Фрагмент беседы:
Ф. Б. Помните, мы сделали передачу втроем: вы, Роб-Грийе[269] и я: «Книги и я» называлась?

Ж. д’О. Отлично помню.

Ф. Б. Вы с Роб-Грийе моментально нашли общий язык. Вы тогда даже сказали: «Мы вполне могли бы поменяться ролями». То есть вы вполне могли бы оказаться на месте Роб-Грийе, писать герметичные, экспериментальные книжки. В некотором смысле ваши книжки и являются экспериментами. Не знаю, может, люди их просто не читают… Ведь это очень странные книги!

Ж. д’О. (Смеется.)

Ф. Б. А Роб-Грийе, напротив, страдал оттого, что его воспринимают как экспериментатора. Книга «В защиту нового романа» превратила его в мрачного монстра, тогда как он — хохмач.

Ж. д’О. Роб-Грийе был величайший умница. Я читал его интервью, они искрометны. Помните, как замечательно он говорил на этой передаче? Но книги его читать было тяжело. Сборник эссе «За новый роман» мне показался очень интересной книгой. Однако удовольствия от чтения я не получил, и людям тоже, я думаю, читать ее было непросто. Роб-Грийе мне признался, что для него самого это была игра.

Что нужно сделать:
#1 Как называлась передача, которую, согласно фрагменту беседы, Ф. Б. сделал вместе с Роб-Грийе и Ж. д’О.?
#2 Перепишите фрагмент беседы от «Ф. Б. А Роб-Грийе, напротив, страдал» до «он — хохмач.» включительно, заменив «хохмач» на «весельчак».
#3 Продолжите фрагмент беседы о книгах Роб-Грийе, начав сразу после его последней фразы.

Исходные данные:
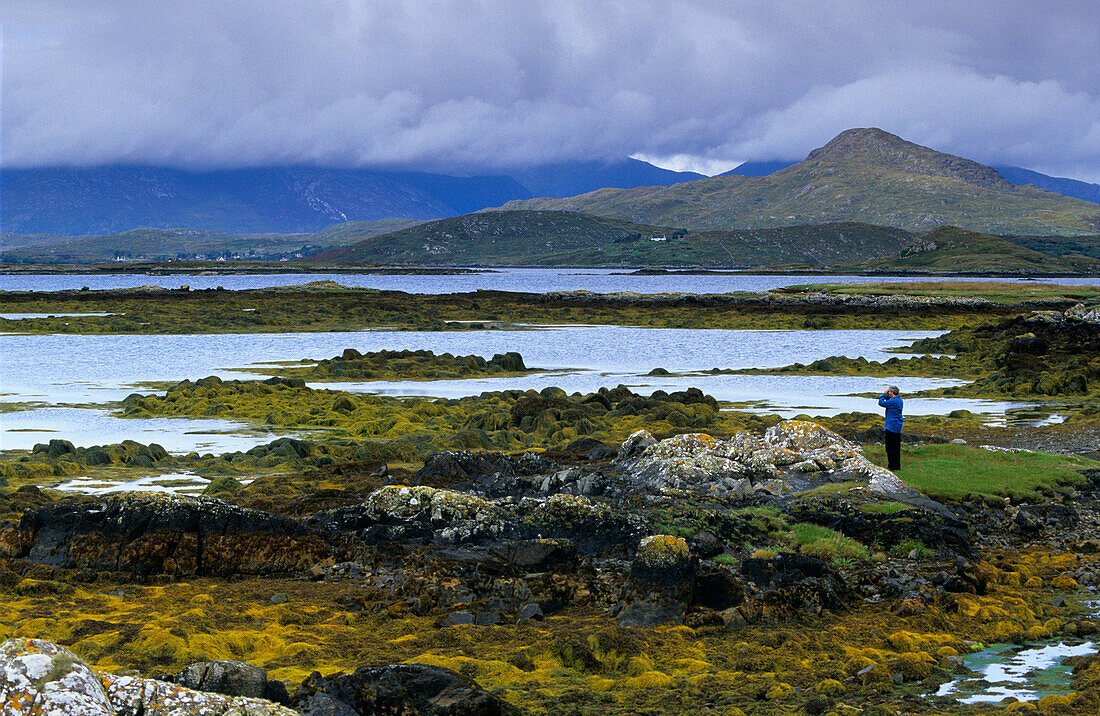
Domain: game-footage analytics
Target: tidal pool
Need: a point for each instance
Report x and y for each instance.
(179, 483)
(75, 376)
(1025, 673)
(536, 281)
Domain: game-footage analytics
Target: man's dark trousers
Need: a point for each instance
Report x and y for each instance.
(893, 449)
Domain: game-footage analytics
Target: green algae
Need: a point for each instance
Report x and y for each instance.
(400, 365)
(580, 661)
(404, 429)
(332, 309)
(957, 473)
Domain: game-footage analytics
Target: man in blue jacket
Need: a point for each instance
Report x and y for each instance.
(891, 400)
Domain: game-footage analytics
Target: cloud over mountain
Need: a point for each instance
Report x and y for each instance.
(493, 84)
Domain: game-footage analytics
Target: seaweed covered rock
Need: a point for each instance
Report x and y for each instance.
(404, 690)
(156, 533)
(662, 573)
(794, 453)
(792, 584)
(231, 679)
(690, 461)
(408, 365)
(399, 513)
(449, 467)
(39, 676)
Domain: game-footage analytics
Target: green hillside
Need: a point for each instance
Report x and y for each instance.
(563, 238)
(165, 244)
(864, 175)
(950, 249)
(1082, 245)
(492, 238)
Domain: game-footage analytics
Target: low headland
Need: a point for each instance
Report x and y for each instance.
(540, 552)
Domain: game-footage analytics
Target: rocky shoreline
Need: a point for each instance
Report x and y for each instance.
(647, 539)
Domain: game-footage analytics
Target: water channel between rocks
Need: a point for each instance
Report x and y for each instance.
(1024, 673)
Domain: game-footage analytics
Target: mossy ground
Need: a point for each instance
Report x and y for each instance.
(1000, 292)
(578, 662)
(955, 473)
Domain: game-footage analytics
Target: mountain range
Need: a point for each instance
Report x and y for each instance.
(101, 200)
(570, 239)
(865, 175)
(862, 175)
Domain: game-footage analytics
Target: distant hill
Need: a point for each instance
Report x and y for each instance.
(169, 244)
(1058, 185)
(99, 200)
(864, 175)
(950, 249)
(570, 178)
(1081, 245)
(1014, 174)
(562, 238)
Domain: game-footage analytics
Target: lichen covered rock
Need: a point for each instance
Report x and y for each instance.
(795, 452)
(42, 679)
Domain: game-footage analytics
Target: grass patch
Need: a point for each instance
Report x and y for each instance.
(828, 489)
(957, 473)
(825, 543)
(883, 508)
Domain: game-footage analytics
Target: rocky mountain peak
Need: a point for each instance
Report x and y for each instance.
(872, 146)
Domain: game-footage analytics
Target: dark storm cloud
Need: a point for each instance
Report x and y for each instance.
(483, 84)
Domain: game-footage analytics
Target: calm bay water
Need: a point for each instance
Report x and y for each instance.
(58, 373)
(539, 281)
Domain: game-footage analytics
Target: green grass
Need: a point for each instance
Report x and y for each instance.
(1000, 292)
(905, 548)
(883, 508)
(956, 473)
(825, 543)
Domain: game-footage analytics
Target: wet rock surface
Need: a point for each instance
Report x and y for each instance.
(37, 676)
(400, 690)
(152, 533)
(517, 537)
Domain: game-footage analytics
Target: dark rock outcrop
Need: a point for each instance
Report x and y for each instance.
(398, 690)
(145, 535)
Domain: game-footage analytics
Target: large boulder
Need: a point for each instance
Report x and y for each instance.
(793, 454)
(156, 533)
(793, 584)
(42, 679)
(450, 467)
(398, 690)
(691, 461)
(231, 679)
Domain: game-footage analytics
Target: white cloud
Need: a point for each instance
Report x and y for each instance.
(487, 84)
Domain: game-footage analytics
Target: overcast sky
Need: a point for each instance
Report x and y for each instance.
(483, 85)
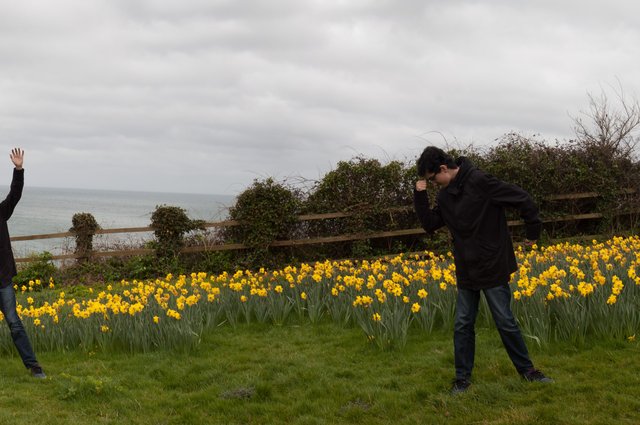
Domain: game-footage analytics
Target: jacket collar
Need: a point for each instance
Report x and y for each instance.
(464, 169)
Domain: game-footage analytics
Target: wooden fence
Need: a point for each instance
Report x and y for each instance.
(306, 241)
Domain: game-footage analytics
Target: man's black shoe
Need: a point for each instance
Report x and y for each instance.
(460, 386)
(534, 375)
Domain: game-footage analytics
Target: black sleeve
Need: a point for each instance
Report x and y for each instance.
(430, 219)
(512, 196)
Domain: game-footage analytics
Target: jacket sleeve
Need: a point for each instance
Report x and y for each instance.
(512, 196)
(430, 219)
(15, 193)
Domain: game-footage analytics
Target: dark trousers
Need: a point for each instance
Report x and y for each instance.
(464, 337)
(18, 334)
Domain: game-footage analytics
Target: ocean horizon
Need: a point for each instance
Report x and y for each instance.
(44, 210)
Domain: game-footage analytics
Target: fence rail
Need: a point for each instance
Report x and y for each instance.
(307, 241)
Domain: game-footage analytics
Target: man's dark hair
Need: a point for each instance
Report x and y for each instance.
(431, 160)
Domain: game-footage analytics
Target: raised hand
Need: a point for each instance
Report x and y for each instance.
(17, 157)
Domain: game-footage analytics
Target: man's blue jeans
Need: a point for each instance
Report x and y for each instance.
(20, 338)
(464, 337)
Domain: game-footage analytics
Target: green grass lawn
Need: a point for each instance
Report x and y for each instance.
(323, 374)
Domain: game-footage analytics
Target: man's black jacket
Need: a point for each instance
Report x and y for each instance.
(7, 262)
(472, 206)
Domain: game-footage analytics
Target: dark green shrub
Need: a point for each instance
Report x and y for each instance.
(170, 225)
(84, 226)
(267, 211)
(368, 191)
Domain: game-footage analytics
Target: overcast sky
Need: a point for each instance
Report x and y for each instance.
(204, 96)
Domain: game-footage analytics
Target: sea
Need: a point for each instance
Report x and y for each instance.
(50, 210)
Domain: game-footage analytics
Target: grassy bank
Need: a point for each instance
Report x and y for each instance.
(323, 374)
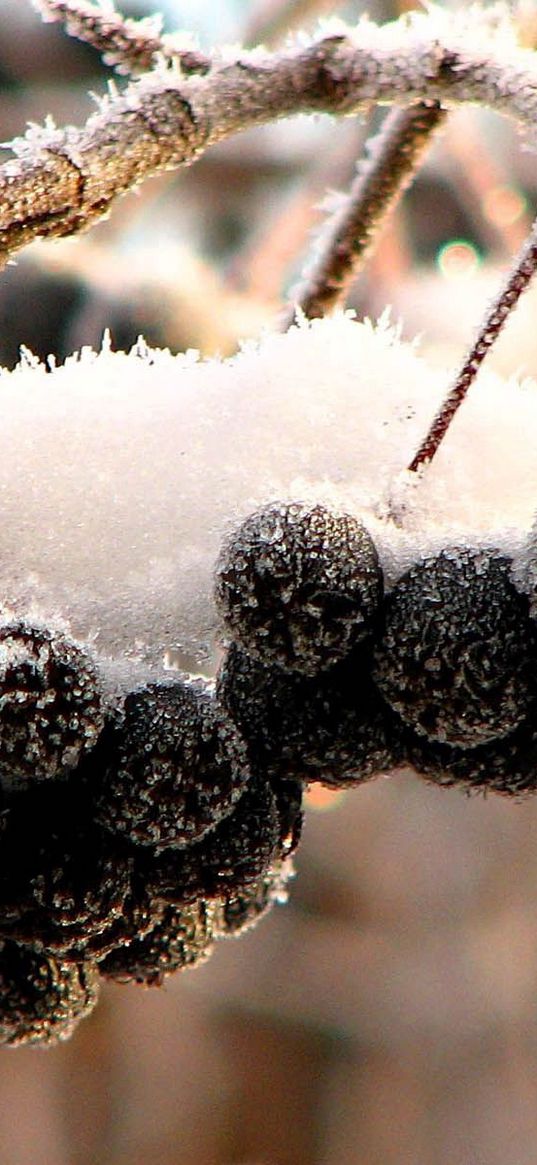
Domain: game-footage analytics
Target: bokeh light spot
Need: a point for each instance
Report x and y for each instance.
(458, 260)
(322, 799)
(503, 205)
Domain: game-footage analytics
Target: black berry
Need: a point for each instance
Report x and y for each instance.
(63, 885)
(458, 656)
(50, 704)
(333, 727)
(172, 765)
(41, 998)
(178, 939)
(298, 586)
(242, 911)
(230, 859)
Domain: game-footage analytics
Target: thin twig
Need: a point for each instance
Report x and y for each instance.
(394, 155)
(129, 46)
(271, 20)
(63, 179)
(493, 323)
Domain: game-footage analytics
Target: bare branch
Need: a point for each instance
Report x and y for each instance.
(62, 181)
(131, 46)
(394, 156)
(490, 327)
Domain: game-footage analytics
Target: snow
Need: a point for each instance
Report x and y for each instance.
(120, 473)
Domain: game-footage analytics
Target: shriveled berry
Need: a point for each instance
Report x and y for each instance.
(241, 911)
(458, 656)
(181, 938)
(62, 881)
(333, 727)
(298, 585)
(172, 765)
(507, 767)
(50, 704)
(42, 1000)
(227, 860)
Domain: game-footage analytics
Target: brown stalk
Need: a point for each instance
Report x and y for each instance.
(395, 155)
(497, 313)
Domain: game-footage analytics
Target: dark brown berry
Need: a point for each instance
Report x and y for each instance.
(50, 704)
(41, 998)
(230, 859)
(507, 767)
(458, 656)
(241, 911)
(298, 586)
(172, 765)
(62, 882)
(333, 727)
(178, 939)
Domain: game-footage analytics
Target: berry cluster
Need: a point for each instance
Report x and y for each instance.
(134, 834)
(329, 679)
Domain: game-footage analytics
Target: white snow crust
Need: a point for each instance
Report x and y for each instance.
(120, 473)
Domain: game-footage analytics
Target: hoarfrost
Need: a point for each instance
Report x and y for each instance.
(120, 474)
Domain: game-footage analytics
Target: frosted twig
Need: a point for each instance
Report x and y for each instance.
(131, 46)
(63, 179)
(271, 20)
(493, 323)
(394, 156)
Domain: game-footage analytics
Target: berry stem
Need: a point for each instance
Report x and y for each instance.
(393, 159)
(490, 327)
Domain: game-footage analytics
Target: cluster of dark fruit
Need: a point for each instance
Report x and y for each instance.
(133, 837)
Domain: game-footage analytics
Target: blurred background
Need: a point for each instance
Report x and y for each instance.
(387, 1015)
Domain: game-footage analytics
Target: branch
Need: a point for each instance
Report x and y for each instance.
(395, 155)
(131, 46)
(516, 283)
(63, 179)
(271, 20)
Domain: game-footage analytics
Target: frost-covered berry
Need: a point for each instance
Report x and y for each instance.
(507, 767)
(458, 657)
(298, 585)
(178, 939)
(172, 765)
(230, 859)
(242, 911)
(42, 1000)
(63, 883)
(50, 704)
(332, 727)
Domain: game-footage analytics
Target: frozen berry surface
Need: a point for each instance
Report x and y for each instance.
(458, 657)
(298, 585)
(171, 765)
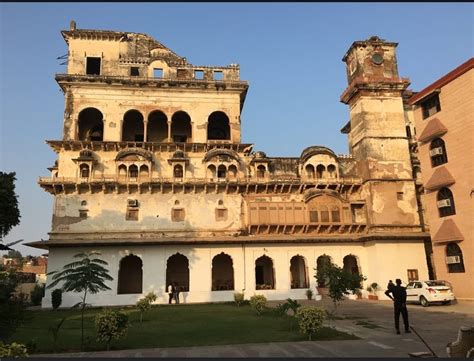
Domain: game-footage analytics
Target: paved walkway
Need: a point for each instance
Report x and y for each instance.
(371, 321)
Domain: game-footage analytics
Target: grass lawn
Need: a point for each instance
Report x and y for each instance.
(170, 326)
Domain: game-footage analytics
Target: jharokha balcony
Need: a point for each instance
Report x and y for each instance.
(245, 185)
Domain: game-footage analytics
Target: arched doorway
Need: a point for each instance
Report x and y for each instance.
(321, 263)
(222, 273)
(177, 270)
(299, 275)
(130, 278)
(264, 274)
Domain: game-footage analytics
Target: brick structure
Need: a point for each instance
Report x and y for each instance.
(444, 122)
(152, 173)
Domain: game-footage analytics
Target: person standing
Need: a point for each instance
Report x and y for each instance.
(176, 293)
(171, 292)
(398, 294)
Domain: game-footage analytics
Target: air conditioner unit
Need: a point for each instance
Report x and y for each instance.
(436, 151)
(453, 259)
(132, 203)
(444, 203)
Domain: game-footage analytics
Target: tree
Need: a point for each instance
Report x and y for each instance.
(9, 212)
(340, 281)
(84, 276)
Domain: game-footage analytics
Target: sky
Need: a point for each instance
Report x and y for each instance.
(289, 52)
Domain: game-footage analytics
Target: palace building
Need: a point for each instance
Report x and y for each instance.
(152, 172)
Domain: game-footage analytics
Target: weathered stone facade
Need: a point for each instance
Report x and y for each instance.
(151, 172)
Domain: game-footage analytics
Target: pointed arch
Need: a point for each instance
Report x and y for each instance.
(177, 270)
(157, 127)
(130, 277)
(218, 126)
(181, 130)
(91, 125)
(222, 273)
(133, 126)
(264, 273)
(299, 272)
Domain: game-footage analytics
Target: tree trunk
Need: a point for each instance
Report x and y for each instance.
(82, 319)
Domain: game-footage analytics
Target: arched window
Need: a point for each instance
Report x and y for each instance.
(211, 172)
(84, 170)
(178, 171)
(181, 131)
(299, 276)
(91, 125)
(309, 171)
(322, 263)
(133, 171)
(438, 152)
(454, 258)
(143, 171)
(122, 171)
(218, 127)
(350, 265)
(177, 270)
(335, 214)
(132, 127)
(232, 172)
(221, 171)
(222, 273)
(445, 202)
(324, 212)
(320, 171)
(130, 277)
(332, 171)
(264, 274)
(157, 127)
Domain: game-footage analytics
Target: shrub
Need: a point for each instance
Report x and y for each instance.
(293, 305)
(111, 325)
(258, 303)
(238, 298)
(13, 350)
(37, 294)
(57, 298)
(310, 320)
(145, 303)
(281, 309)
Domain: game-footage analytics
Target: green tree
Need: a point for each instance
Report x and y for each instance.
(84, 276)
(310, 320)
(111, 325)
(339, 281)
(9, 212)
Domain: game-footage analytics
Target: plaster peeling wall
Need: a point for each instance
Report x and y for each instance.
(378, 269)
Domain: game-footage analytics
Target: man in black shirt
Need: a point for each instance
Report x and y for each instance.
(399, 298)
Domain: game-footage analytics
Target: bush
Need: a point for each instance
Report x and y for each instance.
(111, 325)
(57, 298)
(37, 294)
(310, 320)
(258, 303)
(145, 303)
(238, 298)
(13, 350)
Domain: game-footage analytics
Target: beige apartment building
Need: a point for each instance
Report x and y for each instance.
(152, 172)
(444, 116)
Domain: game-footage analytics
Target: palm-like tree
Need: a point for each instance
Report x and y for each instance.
(86, 275)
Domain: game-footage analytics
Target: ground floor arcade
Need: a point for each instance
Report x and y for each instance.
(213, 273)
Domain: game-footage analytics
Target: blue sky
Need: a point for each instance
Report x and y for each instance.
(290, 53)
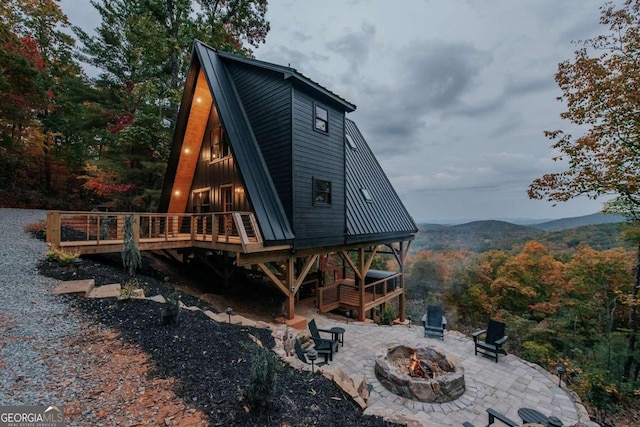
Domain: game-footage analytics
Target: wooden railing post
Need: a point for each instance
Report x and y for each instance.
(136, 229)
(53, 228)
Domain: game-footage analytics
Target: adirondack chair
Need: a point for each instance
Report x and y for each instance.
(434, 326)
(494, 339)
(302, 355)
(322, 345)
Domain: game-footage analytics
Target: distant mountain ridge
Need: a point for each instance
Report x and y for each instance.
(598, 231)
(578, 221)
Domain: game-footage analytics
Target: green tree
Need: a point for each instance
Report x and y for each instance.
(601, 88)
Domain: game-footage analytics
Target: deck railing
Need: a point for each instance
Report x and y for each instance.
(86, 229)
(346, 294)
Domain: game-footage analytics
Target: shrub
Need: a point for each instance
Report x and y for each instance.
(387, 316)
(131, 258)
(171, 309)
(263, 377)
(603, 396)
(61, 256)
(37, 229)
(128, 289)
(537, 352)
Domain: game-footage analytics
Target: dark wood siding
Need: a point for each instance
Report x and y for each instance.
(214, 174)
(266, 98)
(317, 156)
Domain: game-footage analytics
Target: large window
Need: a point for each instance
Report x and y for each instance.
(321, 192)
(321, 118)
(219, 144)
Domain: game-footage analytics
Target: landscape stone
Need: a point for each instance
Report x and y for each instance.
(157, 298)
(74, 287)
(105, 291)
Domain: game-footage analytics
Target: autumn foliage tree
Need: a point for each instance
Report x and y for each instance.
(142, 50)
(601, 88)
(42, 90)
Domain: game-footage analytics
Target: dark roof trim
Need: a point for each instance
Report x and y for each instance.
(292, 74)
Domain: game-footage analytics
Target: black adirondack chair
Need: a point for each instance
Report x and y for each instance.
(434, 327)
(322, 345)
(304, 357)
(493, 341)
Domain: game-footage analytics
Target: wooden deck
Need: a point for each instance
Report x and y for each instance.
(346, 295)
(102, 232)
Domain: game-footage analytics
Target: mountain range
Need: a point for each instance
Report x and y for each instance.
(597, 230)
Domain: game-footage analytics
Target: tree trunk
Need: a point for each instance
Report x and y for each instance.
(633, 322)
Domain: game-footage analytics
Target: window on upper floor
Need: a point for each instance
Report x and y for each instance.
(321, 192)
(350, 142)
(219, 144)
(321, 118)
(366, 195)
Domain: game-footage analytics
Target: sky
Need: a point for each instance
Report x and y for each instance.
(453, 96)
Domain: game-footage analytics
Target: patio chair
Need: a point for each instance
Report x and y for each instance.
(322, 345)
(434, 325)
(494, 338)
(302, 355)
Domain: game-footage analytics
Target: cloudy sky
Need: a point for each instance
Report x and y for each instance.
(453, 96)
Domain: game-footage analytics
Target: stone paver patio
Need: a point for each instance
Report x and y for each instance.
(505, 386)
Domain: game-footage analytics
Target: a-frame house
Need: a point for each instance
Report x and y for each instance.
(275, 177)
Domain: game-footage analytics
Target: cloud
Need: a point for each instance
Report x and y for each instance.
(429, 80)
(355, 46)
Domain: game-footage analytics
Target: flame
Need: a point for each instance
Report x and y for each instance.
(415, 368)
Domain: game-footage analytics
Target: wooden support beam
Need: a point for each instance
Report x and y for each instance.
(345, 256)
(291, 290)
(362, 275)
(305, 270)
(274, 278)
(53, 228)
(402, 299)
(370, 260)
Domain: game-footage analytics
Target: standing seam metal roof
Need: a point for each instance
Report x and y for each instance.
(385, 214)
(267, 207)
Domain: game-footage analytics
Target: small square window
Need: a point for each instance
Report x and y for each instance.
(321, 192)
(366, 195)
(321, 118)
(350, 141)
(219, 145)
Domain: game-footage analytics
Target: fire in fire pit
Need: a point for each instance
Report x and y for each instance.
(421, 368)
(423, 374)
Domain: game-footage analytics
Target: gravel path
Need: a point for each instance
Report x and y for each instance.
(33, 323)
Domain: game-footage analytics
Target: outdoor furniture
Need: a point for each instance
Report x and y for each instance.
(494, 339)
(532, 416)
(310, 356)
(337, 334)
(322, 345)
(435, 323)
(493, 415)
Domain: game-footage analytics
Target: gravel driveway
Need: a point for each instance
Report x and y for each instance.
(33, 323)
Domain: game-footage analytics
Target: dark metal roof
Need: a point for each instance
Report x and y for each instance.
(268, 210)
(385, 214)
(292, 74)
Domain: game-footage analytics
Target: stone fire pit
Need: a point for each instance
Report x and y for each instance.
(392, 369)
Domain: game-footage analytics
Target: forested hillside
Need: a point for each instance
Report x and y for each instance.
(483, 236)
(71, 141)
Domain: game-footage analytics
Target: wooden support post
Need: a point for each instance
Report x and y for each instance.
(362, 274)
(291, 289)
(402, 302)
(53, 228)
(136, 229)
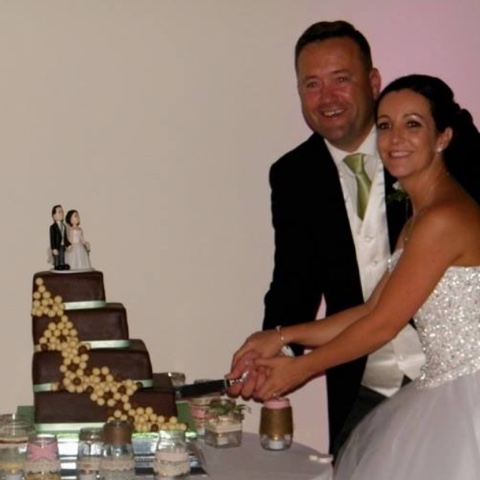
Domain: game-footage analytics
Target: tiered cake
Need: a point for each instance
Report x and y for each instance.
(86, 369)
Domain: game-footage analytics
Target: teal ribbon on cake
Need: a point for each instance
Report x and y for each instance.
(85, 304)
(94, 344)
(47, 387)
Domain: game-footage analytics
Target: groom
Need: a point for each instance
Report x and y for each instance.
(58, 239)
(329, 241)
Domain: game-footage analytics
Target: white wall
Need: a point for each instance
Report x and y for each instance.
(158, 121)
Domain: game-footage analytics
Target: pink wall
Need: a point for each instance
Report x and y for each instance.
(436, 37)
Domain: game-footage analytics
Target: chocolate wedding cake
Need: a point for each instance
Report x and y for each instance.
(85, 368)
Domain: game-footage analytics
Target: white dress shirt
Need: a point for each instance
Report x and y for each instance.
(403, 355)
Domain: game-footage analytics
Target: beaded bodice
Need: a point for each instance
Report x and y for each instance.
(448, 325)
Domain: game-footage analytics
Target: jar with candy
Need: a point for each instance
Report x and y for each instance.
(171, 455)
(43, 461)
(14, 433)
(118, 460)
(90, 447)
(199, 408)
(276, 424)
(223, 427)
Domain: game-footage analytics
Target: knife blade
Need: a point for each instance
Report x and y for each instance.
(205, 388)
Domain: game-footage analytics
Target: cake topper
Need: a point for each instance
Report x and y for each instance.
(77, 254)
(58, 239)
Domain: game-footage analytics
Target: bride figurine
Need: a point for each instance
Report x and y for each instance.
(78, 253)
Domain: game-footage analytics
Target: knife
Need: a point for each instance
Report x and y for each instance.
(205, 388)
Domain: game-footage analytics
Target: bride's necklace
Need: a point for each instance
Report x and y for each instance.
(424, 203)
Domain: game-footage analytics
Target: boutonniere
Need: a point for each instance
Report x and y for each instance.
(398, 194)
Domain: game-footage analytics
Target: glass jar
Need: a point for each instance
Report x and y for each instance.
(276, 424)
(118, 460)
(171, 456)
(14, 433)
(223, 427)
(199, 409)
(90, 447)
(43, 461)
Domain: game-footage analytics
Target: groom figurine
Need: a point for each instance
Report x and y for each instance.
(58, 239)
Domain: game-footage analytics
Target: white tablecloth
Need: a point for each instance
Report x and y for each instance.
(251, 462)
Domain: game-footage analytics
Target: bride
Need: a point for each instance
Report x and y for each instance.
(431, 427)
(78, 253)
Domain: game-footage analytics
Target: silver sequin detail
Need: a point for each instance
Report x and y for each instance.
(448, 325)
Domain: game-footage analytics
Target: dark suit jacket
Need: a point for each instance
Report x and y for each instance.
(56, 237)
(315, 255)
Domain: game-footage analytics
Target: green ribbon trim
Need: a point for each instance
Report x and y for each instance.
(84, 305)
(47, 387)
(94, 344)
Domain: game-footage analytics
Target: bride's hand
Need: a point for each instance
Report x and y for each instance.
(283, 374)
(259, 345)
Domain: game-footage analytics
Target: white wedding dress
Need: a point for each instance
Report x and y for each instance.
(77, 255)
(431, 428)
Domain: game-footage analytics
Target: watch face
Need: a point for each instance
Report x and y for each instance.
(287, 351)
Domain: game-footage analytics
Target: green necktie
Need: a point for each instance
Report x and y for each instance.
(356, 165)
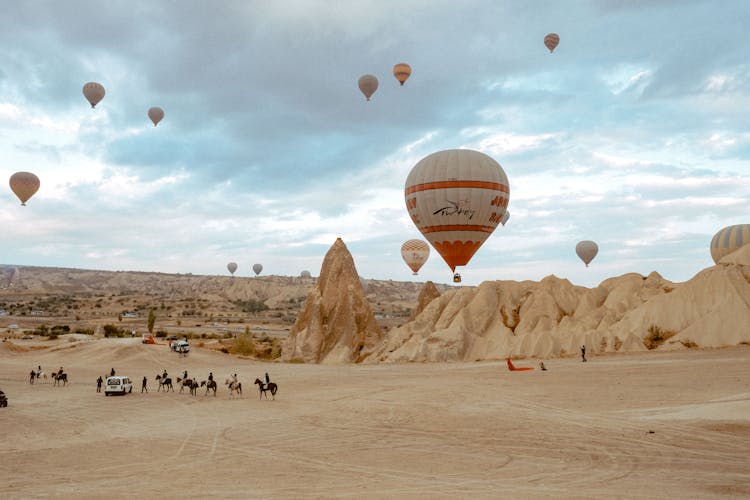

Письменные ответы:
#1 Передача называлась «Книги и я».

#2
Ф. Б. А Роб-Грийе, напротив, страдал оттого, что его воспринимают как экспериментатора. Книга «В защиту нового романа» превратила его в мрачного монстра, тогда как он — весельчак.

#3
Ф. Б. Конечно. Игра до последней его книги, где был гремучий коктейль из педофилии и убийства. Он забавлялся тем, что провоцировал скандалы.

Ж. д’О. Он был очень занятный человек, но «новый роман» — это тупик.

Ф. Б. Если посмотреть, кто ваши друзья, то это либо писатели конфиденциального толка, либо авторы, играющие с языком. Я думаю о Кайуа[270].

Ж. д’О. Я очень любил Кайуа. Сейчас мало кто знает, что такое Кайуа. Его недавно переиздал «Галлимар» в серии «Куарто». А еще я очень любил Берля[271]. Было такое общество: «Друзья Берля», я был его президентом. А вице-президентом был Франсуа Миттеран, с которым мы время от времени встречались.

Ф. Б. Вы знали также Мальро, Арагона…

Ж. д’О. Я часто повторяю, что я не знал никого. Я не знал Сартра, не знал Пруста, естественно. А потом вдруг однажды мне пришла в голову мысль, что я ведь связан с Вольтером, с Валери, с Арагоном. Знаете, Арагона я любил до безумия, Арагон и сейчас приводит меня в восторг.

Ф. Б. Вот почему вы «почетный гомосексуалист».

Ж. д’О. Да, я почетный гомосексуалист, но это гораздо больше. Когда я читаю Арагона, для меня это выход в астрал. Двухтомник его стихов, изданный в «Галлимаре», — это что-то невероятное.

Ф. Б. Я смотрю, вы изо всех сил стараетесь не говорить о себе. Но я сформулирую вопрос иначе: бывает ли у вас ощущение, что вас не понимают, что произошло недоразумение?

Ж. д’О. Нет, не бывает. Это, скорее, удел других писателей, которых я, впрочем, очень люблю: Уэльбека и Леви.

Ф. Б. И вы не станете утверждать — как они или как я сам, — что мир к вам несправедлив?

Ж. д’О. Ну уж вам-то на что жаловаться? Вы ведь пользовались успехом.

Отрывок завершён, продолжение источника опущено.